▶ [Exercise aim]
Each entry below should be retyped exactly as given.

▶ [Source material]
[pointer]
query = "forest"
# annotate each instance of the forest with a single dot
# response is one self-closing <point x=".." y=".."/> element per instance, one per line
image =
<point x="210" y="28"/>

▶ [Your response]
[pointer]
query = "forest"
# annotate each instance of the forest with a single dot
# response is one self-closing <point x=".." y=".."/> element per instance, one per line
image =
<point x="210" y="28"/>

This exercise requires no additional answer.